JOB: Reproduce every line of the data below verbatim, with no additions, omissions, or changes.

WORKING DATA:
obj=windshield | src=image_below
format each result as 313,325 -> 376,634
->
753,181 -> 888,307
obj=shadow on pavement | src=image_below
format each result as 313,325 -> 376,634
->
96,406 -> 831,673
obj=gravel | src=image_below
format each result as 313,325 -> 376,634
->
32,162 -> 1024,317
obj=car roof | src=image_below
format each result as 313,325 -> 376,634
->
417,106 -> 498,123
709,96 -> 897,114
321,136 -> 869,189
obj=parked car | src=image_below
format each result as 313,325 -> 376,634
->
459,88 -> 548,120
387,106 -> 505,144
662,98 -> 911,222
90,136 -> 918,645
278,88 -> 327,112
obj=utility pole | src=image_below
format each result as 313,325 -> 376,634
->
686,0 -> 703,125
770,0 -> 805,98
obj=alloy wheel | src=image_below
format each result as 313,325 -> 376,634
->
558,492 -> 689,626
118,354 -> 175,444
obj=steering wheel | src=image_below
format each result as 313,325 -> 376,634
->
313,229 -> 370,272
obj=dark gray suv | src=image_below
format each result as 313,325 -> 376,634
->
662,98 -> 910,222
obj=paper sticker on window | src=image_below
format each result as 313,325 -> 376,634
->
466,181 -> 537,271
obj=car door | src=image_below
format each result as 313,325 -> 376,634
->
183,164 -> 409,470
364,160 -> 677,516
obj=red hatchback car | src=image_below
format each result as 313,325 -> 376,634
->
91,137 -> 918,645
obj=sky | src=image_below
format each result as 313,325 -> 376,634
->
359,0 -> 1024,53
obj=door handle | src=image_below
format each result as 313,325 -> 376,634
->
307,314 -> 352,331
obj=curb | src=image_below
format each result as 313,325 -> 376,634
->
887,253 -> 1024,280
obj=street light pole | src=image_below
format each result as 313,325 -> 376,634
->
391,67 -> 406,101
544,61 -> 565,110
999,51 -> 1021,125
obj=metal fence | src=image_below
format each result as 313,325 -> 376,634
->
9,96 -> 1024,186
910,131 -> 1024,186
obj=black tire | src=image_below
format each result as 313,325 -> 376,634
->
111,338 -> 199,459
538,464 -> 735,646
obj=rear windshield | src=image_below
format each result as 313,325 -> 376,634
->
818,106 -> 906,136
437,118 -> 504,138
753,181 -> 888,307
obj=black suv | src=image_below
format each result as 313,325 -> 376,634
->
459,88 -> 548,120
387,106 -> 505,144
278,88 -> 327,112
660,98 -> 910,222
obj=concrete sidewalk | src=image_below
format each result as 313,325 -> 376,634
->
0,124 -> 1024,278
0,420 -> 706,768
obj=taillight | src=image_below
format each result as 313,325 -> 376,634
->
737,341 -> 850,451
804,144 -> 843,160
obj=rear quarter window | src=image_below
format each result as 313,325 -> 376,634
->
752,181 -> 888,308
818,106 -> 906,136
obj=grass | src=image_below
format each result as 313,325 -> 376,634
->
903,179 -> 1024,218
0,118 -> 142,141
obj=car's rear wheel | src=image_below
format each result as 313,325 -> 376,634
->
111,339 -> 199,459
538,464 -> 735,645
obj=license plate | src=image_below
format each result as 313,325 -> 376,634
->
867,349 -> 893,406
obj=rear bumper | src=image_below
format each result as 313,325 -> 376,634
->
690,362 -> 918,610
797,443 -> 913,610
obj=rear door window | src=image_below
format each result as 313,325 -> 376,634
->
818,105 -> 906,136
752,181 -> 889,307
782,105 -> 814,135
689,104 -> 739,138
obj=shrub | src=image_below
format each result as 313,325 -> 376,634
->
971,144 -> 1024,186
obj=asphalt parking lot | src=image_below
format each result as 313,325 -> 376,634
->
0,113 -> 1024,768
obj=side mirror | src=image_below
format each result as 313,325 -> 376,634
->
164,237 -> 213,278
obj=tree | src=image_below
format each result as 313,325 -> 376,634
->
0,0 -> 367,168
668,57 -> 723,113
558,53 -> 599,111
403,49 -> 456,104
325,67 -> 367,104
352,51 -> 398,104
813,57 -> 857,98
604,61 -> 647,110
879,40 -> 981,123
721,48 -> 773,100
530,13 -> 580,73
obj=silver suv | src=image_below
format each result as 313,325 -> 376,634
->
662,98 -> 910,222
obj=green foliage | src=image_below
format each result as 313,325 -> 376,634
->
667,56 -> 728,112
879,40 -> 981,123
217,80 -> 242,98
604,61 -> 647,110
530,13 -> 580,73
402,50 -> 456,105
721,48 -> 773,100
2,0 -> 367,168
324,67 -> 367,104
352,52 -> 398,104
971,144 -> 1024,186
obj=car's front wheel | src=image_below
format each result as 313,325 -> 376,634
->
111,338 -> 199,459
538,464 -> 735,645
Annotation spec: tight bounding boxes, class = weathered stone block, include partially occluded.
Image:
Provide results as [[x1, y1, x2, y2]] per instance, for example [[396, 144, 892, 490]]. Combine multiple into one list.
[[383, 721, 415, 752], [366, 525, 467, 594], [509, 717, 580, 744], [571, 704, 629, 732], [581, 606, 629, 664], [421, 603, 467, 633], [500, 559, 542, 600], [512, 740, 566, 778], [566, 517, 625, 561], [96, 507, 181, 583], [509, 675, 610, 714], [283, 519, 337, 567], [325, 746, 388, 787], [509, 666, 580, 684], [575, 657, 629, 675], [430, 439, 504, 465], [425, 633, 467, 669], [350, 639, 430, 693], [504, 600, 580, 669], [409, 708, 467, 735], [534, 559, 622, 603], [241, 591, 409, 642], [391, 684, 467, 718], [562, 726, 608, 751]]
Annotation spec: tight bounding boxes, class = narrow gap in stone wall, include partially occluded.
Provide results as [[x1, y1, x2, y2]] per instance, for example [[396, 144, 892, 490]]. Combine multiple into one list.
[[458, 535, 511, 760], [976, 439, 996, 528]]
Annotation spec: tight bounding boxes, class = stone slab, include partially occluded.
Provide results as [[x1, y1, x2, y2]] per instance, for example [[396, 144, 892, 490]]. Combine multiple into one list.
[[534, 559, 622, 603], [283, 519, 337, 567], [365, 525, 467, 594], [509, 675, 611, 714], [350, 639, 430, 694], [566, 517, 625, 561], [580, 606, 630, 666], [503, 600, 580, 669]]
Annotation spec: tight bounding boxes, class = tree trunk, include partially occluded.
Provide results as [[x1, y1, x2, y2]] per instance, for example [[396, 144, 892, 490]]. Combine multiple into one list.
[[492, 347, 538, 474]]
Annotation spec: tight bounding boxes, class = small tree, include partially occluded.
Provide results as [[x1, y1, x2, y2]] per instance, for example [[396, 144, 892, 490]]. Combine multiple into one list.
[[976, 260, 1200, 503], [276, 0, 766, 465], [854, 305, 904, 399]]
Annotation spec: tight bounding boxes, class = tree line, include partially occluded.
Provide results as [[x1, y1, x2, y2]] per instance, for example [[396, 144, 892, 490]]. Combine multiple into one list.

FULL OUTPUT:
obj=windshield | src=image_below
format each result as 313,325 -> 376,634
->
753,181 -> 888,307
obj=shadow on pavement | src=image_below
format each result as 313,325 -> 376,634
->
96,406 -> 831,673
obj=gravel | src=image_below
format each result as 313,325 -> 376,634
->
32,162 -> 1024,317
obj=car roof | src=image_below
format each result as 313,325 -> 376,634
->
417,106 -> 498,123
709,96 -> 897,114
321,136 -> 869,189
obj=parked car | src=image_below
format each result as 313,325 -> 376,634
->
459,88 -> 548,120
387,106 -> 505,144
662,98 -> 911,222
90,136 -> 918,645
278,88 -> 327,112
obj=utility pole | src=image_below
format each result as 313,325 -> 376,634
->
686,0 -> 703,125
770,0 -> 805,98
obj=alloy wheel | src=image_below
format each result as 313,325 -> 376,634
->
558,492 -> 689,626
118,354 -> 175,444
obj=steering wheel | src=image_below
format each result as 313,325 -> 376,634
->
313,229 -> 370,272
obj=dark gray suv | src=image_below
format each result as 313,325 -> 376,634
->
662,98 -> 910,222
obj=paper sticker on window | src=image_below
format each result as 313,325 -> 376,634
->
466,181 -> 537,271
obj=car door | src=image_below
format each result as 313,325 -> 376,634
->
183,164 -> 409,470
364,160 -> 677,516
obj=red hatchback car | src=image_below
format each result as 313,325 -> 376,634
->
91,137 -> 918,645
obj=sky | src=image_below
format each result as 313,325 -> 376,634
->
359,0 -> 1024,53
obj=door handle | src=image_below
format each result as 313,325 -> 376,634
->
307,314 -> 352,331
obj=curb | src=image_below
format each result as 313,325 -> 376,634
->
887,253 -> 1024,280
obj=street light pole | src=image_below
format each result as 313,325 -> 376,634
->
391,67 -> 406,101
544,61 -> 565,110
999,51 -> 1021,125
obj=metal fence | src=image_below
format each result as 313,325 -> 376,634
->
9,96 -> 1024,186
910,131 -> 1024,186
obj=black tire | src=image_below
format each result as 313,325 -> 376,634
->
111,338 -> 199,459
538,464 -> 735,646
obj=rear windshield | src=image_below
format each result as 313,325 -> 376,634
->
818,106 -> 906,136
437,118 -> 504,138
753,181 -> 888,307
obj=black suv | src=image_below
format each result as 313,325 -> 376,634
->
459,88 -> 548,120
387,106 -> 505,144
278,88 -> 327,112
660,98 -> 910,222
obj=concrete sidewalk | src=image_below
format each result as 313,325 -> 376,634
->
0,124 -> 1024,278
0,420 -> 706,768
obj=taillight | src=image_below
format each result as 313,325 -> 376,634
->
737,341 -> 850,451
804,144 -> 843,160
obj=rear quarter window | src=image_below
format each result as 313,325 -> 376,634
->
752,181 -> 888,308
818,106 -> 906,136
obj=grass | src=image_below
format each result as 313,325 -> 376,634
->
903,179 -> 1024,218
0,118 -> 142,141
obj=car's rear wheel | src=image_below
format each result as 313,325 -> 376,634
->
111,339 -> 199,459
538,464 -> 735,645
obj=license plate | src=image_below
format each result as 313,325 -> 376,634
->
867,349 -> 893,406
obj=rear bumper | src=image_below
format each result as 313,325 -> 376,634
->
690,362 -> 918,610
797,443 -> 913,610
obj=rear door window | src=image_below
format each result as 313,325 -> 376,634
->
818,105 -> 906,136
752,181 -> 889,307
782,105 -> 814,135
689,104 -> 739,138
obj=shrub | src=image_below
format each result as 313,325 -> 376,634
->
971,144 -> 1024,186
obj=asphalt parking lot | src=image_below
format each result as 313,325 -> 376,634
->
0,113 -> 1024,768
obj=side mirror | src=image_below
format each result as 313,325 -> 376,634
->
164,237 -> 213,278
obj=tree | src=image_below
format each result as 313,325 -> 376,634
->
0,0 -> 367,168
668,57 -> 723,113
558,53 -> 599,111
403,49 -> 456,104
325,67 -> 367,104
352,51 -> 398,104
813,57 -> 857,98
604,61 -> 647,110
879,40 -> 981,123
721,48 -> 773,100
530,13 -> 580,73
obj=silver suv | src=image_below
format each result as 313,325 -> 376,634
->
662,98 -> 910,222
obj=green foliage | src=image_below
format each result as 313,325 -> 376,634
->
667,56 -> 728,112
879,40 -> 981,123
217,80 -> 242,98
604,61 -> 647,110
530,13 -> 580,73
402,50 -> 456,105
721,48 -> 773,100
2,0 -> 367,168
324,67 -> 367,104
352,52 -> 398,104
971,144 -> 1024,186
obj=car's front wheel | src=image_below
format each result as 313,325 -> 376,634
->
111,338 -> 199,459
538,464 -> 735,645
Annotation spec: tight bounding boxes, class = weathered stone block, include partially occluded.
Image:
Provide results as [[x1, y1, x2, y2]] per instance, for example [[396, 144, 892, 490]]. Combine multiple into one list.
[[383, 721, 415, 752], [366, 525, 467, 594], [509, 717, 580, 744], [571, 704, 629, 732], [581, 606, 629, 664], [421, 603, 467, 633], [500, 559, 542, 600], [512, 740, 566, 778], [566, 517, 625, 561], [96, 507, 181, 583], [509, 675, 610, 714], [283, 519, 337, 567], [325, 746, 388, 787], [509, 666, 580, 684], [575, 657, 629, 675], [430, 439, 504, 465], [425, 633, 467, 669], [350, 639, 430, 693], [504, 600, 580, 669], [409, 708, 467, 735], [534, 559, 622, 603], [241, 591, 409, 642], [391, 684, 467, 718], [562, 726, 608, 751]]
Annotation spec: tight bounding boxes, class = narrow gap in stone wall, include partially occluded.
Provide results as [[x1, y1, x2, y2]] per instance, for example [[396, 144, 892, 490]]. Combine multiple into one list.
[[458, 535, 511, 760], [976, 439, 996, 528]]
Annotation spec: tight bounding boxes, class = stone slab, include partially occluded.
Provide results as [[x1, y1, x2, y2]] per instance, for example [[396, 144, 892, 490]]. Combine multiple into one list.
[[534, 559, 622, 603], [283, 519, 337, 567], [365, 525, 467, 594], [509, 675, 611, 714], [350, 639, 430, 694], [566, 517, 625, 561], [580, 606, 630, 666], [503, 600, 580, 669]]
Annotation spec: tight bounding boxes, class = tree trunk, include partially occluded.
Provide results as [[x1, y1, x2, y2]] per instance, for example [[396, 144, 892, 490]]. Combine multiple into one list.
[[492, 347, 538, 474]]
Annotation spec: tight bounding boxes, class = small tree, include partially occluded.
Provide results as [[x1, y1, x2, y2]] per instance, for example [[396, 144, 892, 490]]. Combine multiple into one list.
[[976, 260, 1200, 503], [276, 0, 766, 465], [854, 305, 904, 399]]
Annotation spec: tight bounding boxes, class = tree line, include partially occluded.
Provide results as [[x1, y1, x2, y2]] per instance, for example [[396, 144, 892, 490]]. Combine multiple into one list.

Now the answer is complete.